Nell’ambito di un procedimento penale l’indagato, così come, in una fase successiva, l’imputato, può essere destinatario di una c.d. “misura cautelare”, un provvedimento che, prima che il procedimento volga a conclusione e, quindi, indipendentemente dal suo esito, limita la sfera giuridica di chi ne è destinatario. Le
misure cautelari possono avere un carattere assai afflittivo, se consideriamo che possono consistere anche nella custodia in carcere. A tutela di colui che è passibile di una misura cautelare il nostro codice di procedura penale stabilisce delle precise norme, che, a pena di nullità del provvedimento che dispone la misura, il giudice deve osservare. E’ di questi giorni, in proposito, la notizia dell’annullamento di un’ordinanza di custodia cautelare in carcere in quanto il giudice che detto provvedimento aveva emesso si sarebbe limitato a copiare la richiesta (il giudice è chiamato a disporre la misura su richiesta del pubblico ministero) pervenutagli dal p.m.. Qualcuno, molto probabilmente, si sarà anche sorpreso nell’apprendere delle conseguenze della condotta del giudice; tuttavia, se, in effetti, detto giudice si è reso protagonista, nel caso di specie, di un semplice lavoro di “copia e incolla”, l’annullamento dell’ordinanza che disponeva la misura cautelare appare del tutto giustificato sul piano normativo. Ricordiamo, infatti, come accennato, che il provvedimento col quale vengono applicate misure cautelari deve avere un contenuto ben preciso, che include, tra le altre, l’esposizione delle ragioni che il giudice, e non altri, ha ritenuto sussistere per giustificare l’applicazione della misura. Riteniamo, allora, che un magistrato che si limiti a riportare in maniera pedissequa le argomentazioni sostenute nella sua richiesta di misura cautelare da parte del pubblico ministero commetta un grave errore che, come avvenuto solo pochi giorni fa, vada giustamente sanzionato.

********

■ **OBIETTIVO DEL COMPITO**:
In base al brano sulle misure cautelari, rispondi brevemente:
1. Chi può essere destinatario di una misura cautelare nell'ambito di un procedimento penale?
2. In che cosa possono consistere anche le misure cautelari?
3. Su richiesta di chi il giudice dispone la misura?

■ **INFORMAZIONI ESTRATTE**:

********

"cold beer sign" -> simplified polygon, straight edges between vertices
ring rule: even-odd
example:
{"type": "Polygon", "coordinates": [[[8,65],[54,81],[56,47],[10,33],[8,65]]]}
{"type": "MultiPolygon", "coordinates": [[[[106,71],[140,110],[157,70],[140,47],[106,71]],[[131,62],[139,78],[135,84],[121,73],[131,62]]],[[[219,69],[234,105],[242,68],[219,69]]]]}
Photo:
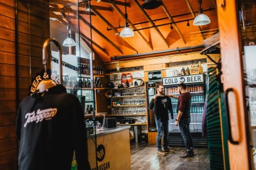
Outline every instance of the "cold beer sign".
{"type": "Polygon", "coordinates": [[[203,74],[163,78],[164,86],[176,85],[180,83],[191,84],[200,82],[203,82],[203,74]]]}

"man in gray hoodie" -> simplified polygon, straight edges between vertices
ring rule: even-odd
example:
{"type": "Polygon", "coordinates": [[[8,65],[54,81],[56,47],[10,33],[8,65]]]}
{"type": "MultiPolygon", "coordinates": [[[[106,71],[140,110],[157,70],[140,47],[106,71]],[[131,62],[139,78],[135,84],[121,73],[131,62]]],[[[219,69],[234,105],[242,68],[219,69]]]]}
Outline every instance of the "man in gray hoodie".
{"type": "Polygon", "coordinates": [[[194,156],[193,151],[193,141],[189,129],[189,124],[191,122],[190,110],[191,106],[191,95],[188,92],[185,84],[181,83],[178,88],[181,95],[179,96],[170,95],[170,96],[178,100],[177,106],[178,115],[175,120],[175,125],[177,126],[178,124],[181,136],[186,146],[186,152],[181,157],[193,157],[194,156]]]}

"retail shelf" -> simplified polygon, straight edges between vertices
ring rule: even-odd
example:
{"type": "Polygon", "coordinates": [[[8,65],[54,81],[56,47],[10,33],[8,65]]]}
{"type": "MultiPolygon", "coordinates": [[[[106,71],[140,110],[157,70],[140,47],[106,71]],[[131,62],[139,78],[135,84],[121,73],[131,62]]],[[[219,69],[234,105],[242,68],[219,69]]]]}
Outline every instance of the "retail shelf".
{"type": "MultiPolygon", "coordinates": [[[[204,103],[204,101],[199,101],[199,102],[193,102],[193,101],[192,101],[191,103],[192,103],[192,104],[196,104],[196,103],[204,103]]],[[[178,104],[178,103],[171,103],[171,104],[175,104],[175,105],[176,105],[176,104],[178,104]]]]}
{"type": "Polygon", "coordinates": [[[129,71],[129,72],[115,72],[115,73],[108,73],[108,74],[105,74],[106,76],[110,76],[110,75],[114,75],[114,74],[126,74],[126,73],[134,73],[134,72],[143,72],[144,73],[144,70],[138,70],[138,71],[129,71]]]}
{"type": "Polygon", "coordinates": [[[95,90],[105,90],[105,88],[94,88],[95,90]]]}
{"type": "Polygon", "coordinates": [[[117,124],[117,125],[147,125],[147,123],[117,124]]]}
{"type": "Polygon", "coordinates": [[[113,107],[139,107],[145,106],[146,105],[120,105],[120,106],[113,106],[113,107]]]}
{"type": "Polygon", "coordinates": [[[105,75],[93,75],[93,77],[105,77],[105,75]]]}
{"type": "Polygon", "coordinates": [[[107,90],[125,90],[125,89],[134,89],[134,88],[137,88],[137,87],[141,87],[141,86],[144,86],[144,83],[140,85],[140,86],[133,86],[133,87],[127,87],[127,88],[119,88],[119,89],[110,89],[110,88],[106,88],[107,90]]]}
{"type": "MultiPolygon", "coordinates": [[[[200,114],[203,114],[203,112],[200,112],[200,113],[191,113],[190,114],[191,115],[200,115],[200,114]]],[[[177,113],[174,113],[174,114],[177,114],[177,113]]]]}
{"type": "MultiPolygon", "coordinates": [[[[201,123],[190,123],[190,125],[201,125],[201,123]]],[[[169,125],[174,125],[174,123],[169,123],[169,125]]]]}
{"type": "Polygon", "coordinates": [[[144,116],[146,114],[135,114],[135,115],[114,115],[114,114],[109,114],[107,115],[110,117],[117,117],[117,116],[144,116]]]}
{"type": "Polygon", "coordinates": [[[78,89],[78,90],[92,90],[92,88],[86,88],[86,87],[68,87],[66,86],[65,89],[67,90],[73,90],[73,89],[78,89]]]}
{"type": "Polygon", "coordinates": [[[134,96],[112,96],[108,98],[132,98],[132,97],[145,97],[145,95],[134,95],[134,96]]]}
{"type": "MultiPolygon", "coordinates": [[[[190,94],[203,94],[203,91],[196,91],[196,92],[189,92],[190,94]]],[[[171,94],[171,95],[181,95],[180,94],[167,94],[166,95],[171,94]]]]}
{"type": "Polygon", "coordinates": [[[80,73],[78,73],[78,75],[80,75],[80,76],[82,76],[82,77],[87,77],[87,78],[90,78],[90,75],[85,74],[80,74],[80,73]]]}

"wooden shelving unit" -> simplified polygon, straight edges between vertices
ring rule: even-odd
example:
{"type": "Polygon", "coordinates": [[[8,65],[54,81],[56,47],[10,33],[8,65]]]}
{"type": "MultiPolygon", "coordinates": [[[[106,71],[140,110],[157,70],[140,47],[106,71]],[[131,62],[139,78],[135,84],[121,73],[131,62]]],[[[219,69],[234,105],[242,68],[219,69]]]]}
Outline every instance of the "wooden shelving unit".
{"type": "Polygon", "coordinates": [[[147,123],[117,124],[117,125],[147,125],[147,123]]]}
{"type": "Polygon", "coordinates": [[[146,105],[120,105],[120,106],[113,106],[113,107],[139,107],[145,106],[146,105]]]}
{"type": "Polygon", "coordinates": [[[105,77],[105,75],[93,75],[93,77],[105,77]]]}
{"type": "Polygon", "coordinates": [[[145,116],[146,115],[146,114],[137,114],[137,115],[107,115],[107,116],[110,116],[110,117],[117,117],[117,116],[130,116],[130,117],[132,117],[132,116],[145,116]]]}
{"type": "Polygon", "coordinates": [[[94,88],[95,90],[105,90],[105,88],[94,88]]]}
{"type": "Polygon", "coordinates": [[[87,88],[87,87],[82,87],[81,88],[81,87],[68,87],[68,86],[66,86],[65,89],[67,90],[73,90],[73,89],[93,90],[93,89],[92,89],[92,88],[87,88]]]}
{"type": "Polygon", "coordinates": [[[107,97],[108,98],[136,98],[136,97],[145,97],[145,95],[134,95],[134,96],[112,96],[112,97],[107,97]]]}

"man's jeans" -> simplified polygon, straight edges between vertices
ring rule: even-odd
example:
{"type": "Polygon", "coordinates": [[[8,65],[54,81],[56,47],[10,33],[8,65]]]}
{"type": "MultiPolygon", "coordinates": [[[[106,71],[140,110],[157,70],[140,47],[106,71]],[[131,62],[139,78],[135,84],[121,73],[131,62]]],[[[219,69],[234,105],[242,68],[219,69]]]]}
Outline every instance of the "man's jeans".
{"type": "Polygon", "coordinates": [[[164,149],[168,149],[168,134],[169,134],[169,121],[166,120],[164,123],[162,123],[161,120],[157,120],[155,116],[155,121],[157,129],[157,136],[156,136],[156,145],[157,150],[161,150],[161,140],[164,132],[164,149]]]}
{"type": "Polygon", "coordinates": [[[189,129],[190,119],[180,120],[178,125],[181,130],[181,136],[184,140],[186,149],[193,148],[192,137],[189,129]]]}

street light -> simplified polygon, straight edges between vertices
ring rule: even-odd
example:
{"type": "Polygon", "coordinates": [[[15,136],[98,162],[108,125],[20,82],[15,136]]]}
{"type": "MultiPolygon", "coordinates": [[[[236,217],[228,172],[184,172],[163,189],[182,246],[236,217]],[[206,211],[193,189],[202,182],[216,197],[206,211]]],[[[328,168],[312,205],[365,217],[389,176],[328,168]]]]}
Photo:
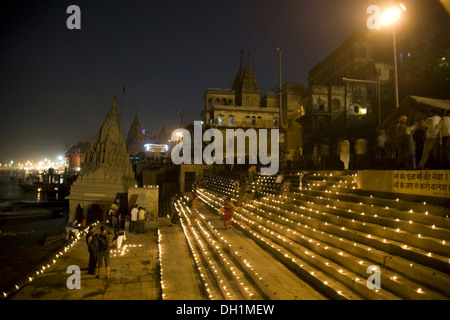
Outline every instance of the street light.
{"type": "Polygon", "coordinates": [[[406,11],[403,4],[399,7],[392,7],[384,11],[381,15],[383,26],[392,26],[392,38],[394,42],[394,81],[395,81],[395,107],[399,107],[398,101],[398,67],[397,67],[397,40],[395,35],[395,25],[399,22],[402,11],[406,11]]]}
{"type": "Polygon", "coordinates": [[[281,48],[277,48],[277,51],[280,53],[279,54],[279,60],[280,60],[280,116],[279,116],[279,128],[280,131],[282,131],[283,129],[283,113],[282,113],[282,107],[283,107],[283,84],[282,84],[282,79],[281,79],[281,48]]]}

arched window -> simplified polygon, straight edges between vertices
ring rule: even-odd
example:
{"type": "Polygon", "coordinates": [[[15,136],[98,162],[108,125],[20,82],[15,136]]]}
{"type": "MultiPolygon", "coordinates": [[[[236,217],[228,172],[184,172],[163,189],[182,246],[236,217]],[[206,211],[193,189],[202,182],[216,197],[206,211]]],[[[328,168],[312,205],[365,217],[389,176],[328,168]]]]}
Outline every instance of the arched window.
{"type": "Polygon", "coordinates": [[[223,114],[219,114],[217,115],[217,124],[222,124],[223,123],[223,114]]]}

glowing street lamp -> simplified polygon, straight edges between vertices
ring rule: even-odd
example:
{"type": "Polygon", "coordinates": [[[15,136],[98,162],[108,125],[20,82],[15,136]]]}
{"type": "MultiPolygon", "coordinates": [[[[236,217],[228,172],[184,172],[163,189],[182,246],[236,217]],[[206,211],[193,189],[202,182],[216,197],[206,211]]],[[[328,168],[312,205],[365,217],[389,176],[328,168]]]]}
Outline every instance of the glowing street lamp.
{"type": "Polygon", "coordinates": [[[395,107],[399,107],[398,101],[398,67],[397,67],[397,40],[395,36],[395,25],[400,21],[402,11],[406,11],[403,4],[398,7],[392,7],[384,11],[381,15],[381,24],[383,26],[392,26],[392,38],[394,42],[394,77],[395,77],[395,107]]]}

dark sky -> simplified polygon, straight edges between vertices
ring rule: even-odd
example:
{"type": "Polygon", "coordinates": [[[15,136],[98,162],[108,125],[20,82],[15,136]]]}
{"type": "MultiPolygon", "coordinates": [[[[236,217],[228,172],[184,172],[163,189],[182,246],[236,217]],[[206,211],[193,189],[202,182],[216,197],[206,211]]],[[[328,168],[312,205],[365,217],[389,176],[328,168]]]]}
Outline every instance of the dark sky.
{"type": "Polygon", "coordinates": [[[93,142],[114,95],[124,138],[138,112],[157,134],[201,120],[207,88],[230,88],[250,51],[261,94],[308,71],[353,31],[366,0],[3,1],[0,162],[55,158],[93,142]],[[81,30],[69,30],[69,5],[81,30]],[[122,85],[127,88],[122,101],[122,85]]]}

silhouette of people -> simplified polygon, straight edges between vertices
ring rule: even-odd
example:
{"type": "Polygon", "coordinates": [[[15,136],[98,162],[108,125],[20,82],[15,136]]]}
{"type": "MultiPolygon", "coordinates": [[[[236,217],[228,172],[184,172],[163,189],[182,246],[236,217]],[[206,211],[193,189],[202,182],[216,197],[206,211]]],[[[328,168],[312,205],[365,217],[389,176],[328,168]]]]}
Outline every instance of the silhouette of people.
{"type": "Polygon", "coordinates": [[[225,229],[230,229],[233,223],[233,213],[234,213],[234,204],[231,202],[230,198],[225,200],[225,204],[223,206],[223,225],[225,229]]]}
{"type": "Polygon", "coordinates": [[[427,128],[425,144],[423,146],[422,158],[417,166],[417,169],[425,169],[429,164],[432,168],[436,168],[439,163],[439,129],[437,125],[441,118],[437,115],[436,110],[429,111],[430,117],[425,120],[423,124],[427,128]],[[428,162],[432,157],[432,161],[428,162]]]}
{"type": "Polygon", "coordinates": [[[90,226],[86,234],[86,244],[89,251],[88,274],[95,274],[97,268],[98,255],[98,234],[95,233],[95,226],[90,226]]]}
{"type": "Polygon", "coordinates": [[[105,226],[100,227],[100,235],[98,237],[98,264],[97,278],[101,277],[101,270],[105,265],[106,278],[110,276],[110,247],[114,244],[113,235],[106,230],[105,226]]]}
{"type": "Polygon", "coordinates": [[[397,162],[396,169],[405,169],[406,153],[409,146],[409,130],[406,123],[407,116],[401,116],[398,119],[398,124],[395,127],[395,145],[397,147],[397,162]]]}
{"type": "Polygon", "coordinates": [[[344,164],[344,170],[348,170],[350,164],[350,141],[342,139],[338,144],[339,158],[344,164]]]}
{"type": "Polygon", "coordinates": [[[450,169],[450,110],[445,111],[438,129],[441,134],[442,168],[450,169]]]}

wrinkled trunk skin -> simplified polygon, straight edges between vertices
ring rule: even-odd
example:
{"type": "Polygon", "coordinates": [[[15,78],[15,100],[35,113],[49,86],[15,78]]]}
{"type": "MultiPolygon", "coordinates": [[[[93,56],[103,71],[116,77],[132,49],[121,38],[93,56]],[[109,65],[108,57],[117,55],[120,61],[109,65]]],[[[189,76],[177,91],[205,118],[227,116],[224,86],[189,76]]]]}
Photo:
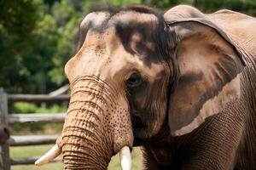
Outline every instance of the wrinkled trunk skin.
{"type": "Polygon", "coordinates": [[[128,137],[117,133],[122,128],[131,129],[131,123],[119,125],[111,117],[118,107],[112,94],[106,84],[94,78],[80,78],[72,84],[69,107],[57,141],[65,169],[105,170],[111,156],[124,144],[131,147],[132,133],[128,133],[132,138],[130,142],[128,137]]]}

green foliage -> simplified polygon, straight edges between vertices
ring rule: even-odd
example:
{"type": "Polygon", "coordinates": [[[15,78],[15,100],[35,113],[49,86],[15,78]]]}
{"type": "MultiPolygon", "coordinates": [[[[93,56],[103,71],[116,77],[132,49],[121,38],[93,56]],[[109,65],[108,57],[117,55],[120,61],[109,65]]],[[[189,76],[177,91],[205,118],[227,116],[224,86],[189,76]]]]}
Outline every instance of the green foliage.
{"type": "Polygon", "coordinates": [[[48,107],[42,107],[33,103],[15,102],[10,110],[12,113],[61,113],[67,110],[67,105],[51,105],[48,107]]]}

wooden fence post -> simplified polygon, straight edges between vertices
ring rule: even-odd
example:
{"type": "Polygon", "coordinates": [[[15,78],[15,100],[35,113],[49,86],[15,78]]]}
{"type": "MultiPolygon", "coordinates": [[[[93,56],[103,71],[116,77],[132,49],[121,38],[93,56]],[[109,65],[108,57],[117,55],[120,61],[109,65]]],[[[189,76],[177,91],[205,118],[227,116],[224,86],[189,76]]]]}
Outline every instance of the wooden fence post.
{"type": "MultiPolygon", "coordinates": [[[[2,88],[0,88],[0,124],[8,127],[8,98],[2,88]]],[[[7,141],[1,144],[0,170],[10,170],[9,146],[7,141]]]]}

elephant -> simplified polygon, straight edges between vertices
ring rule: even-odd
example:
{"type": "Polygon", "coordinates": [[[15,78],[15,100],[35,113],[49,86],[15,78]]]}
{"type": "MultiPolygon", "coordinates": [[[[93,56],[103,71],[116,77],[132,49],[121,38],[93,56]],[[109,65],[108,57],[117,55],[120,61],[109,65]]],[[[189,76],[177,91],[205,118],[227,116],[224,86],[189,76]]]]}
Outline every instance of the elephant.
{"type": "Polygon", "coordinates": [[[256,19],[188,5],[100,8],[65,65],[65,169],[107,169],[140,146],[143,169],[256,169],[256,19]]]}

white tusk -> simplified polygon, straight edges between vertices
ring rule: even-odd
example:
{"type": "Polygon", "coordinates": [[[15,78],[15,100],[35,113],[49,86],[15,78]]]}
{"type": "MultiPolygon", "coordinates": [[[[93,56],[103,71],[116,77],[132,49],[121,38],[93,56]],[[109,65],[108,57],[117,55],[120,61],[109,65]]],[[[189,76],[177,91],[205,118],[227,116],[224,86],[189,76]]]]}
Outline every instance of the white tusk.
{"type": "Polygon", "coordinates": [[[124,146],[119,151],[121,166],[123,170],[131,170],[131,156],[128,146],[124,146]]]}
{"type": "Polygon", "coordinates": [[[35,165],[41,166],[49,162],[61,154],[61,148],[55,144],[46,154],[36,161],[35,165]]]}

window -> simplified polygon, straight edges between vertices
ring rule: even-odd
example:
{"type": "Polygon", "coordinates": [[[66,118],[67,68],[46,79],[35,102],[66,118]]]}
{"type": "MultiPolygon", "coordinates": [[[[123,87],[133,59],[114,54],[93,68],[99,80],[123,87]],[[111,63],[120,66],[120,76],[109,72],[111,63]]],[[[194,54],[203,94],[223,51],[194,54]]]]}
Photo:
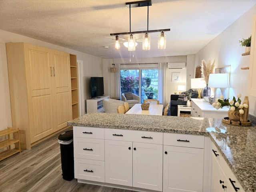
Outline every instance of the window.
{"type": "Polygon", "coordinates": [[[154,68],[121,69],[121,91],[131,92],[145,99],[158,99],[158,70],[154,68]]]}

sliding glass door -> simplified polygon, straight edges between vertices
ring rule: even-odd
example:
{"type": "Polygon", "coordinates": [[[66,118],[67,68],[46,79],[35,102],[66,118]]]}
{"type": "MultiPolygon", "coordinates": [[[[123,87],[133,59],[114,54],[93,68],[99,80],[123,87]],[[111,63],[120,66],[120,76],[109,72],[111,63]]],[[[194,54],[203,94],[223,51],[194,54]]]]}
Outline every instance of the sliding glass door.
{"type": "Polygon", "coordinates": [[[158,70],[154,69],[121,70],[122,93],[131,92],[141,98],[158,99],[158,70]]]}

********

■ **ESITO DEL COMPITO**:
1. L'indagato e, in una fase successiva, l'imputato.
2. Nella custodia in carcere.
3. Su richiesta del pubblico ministero.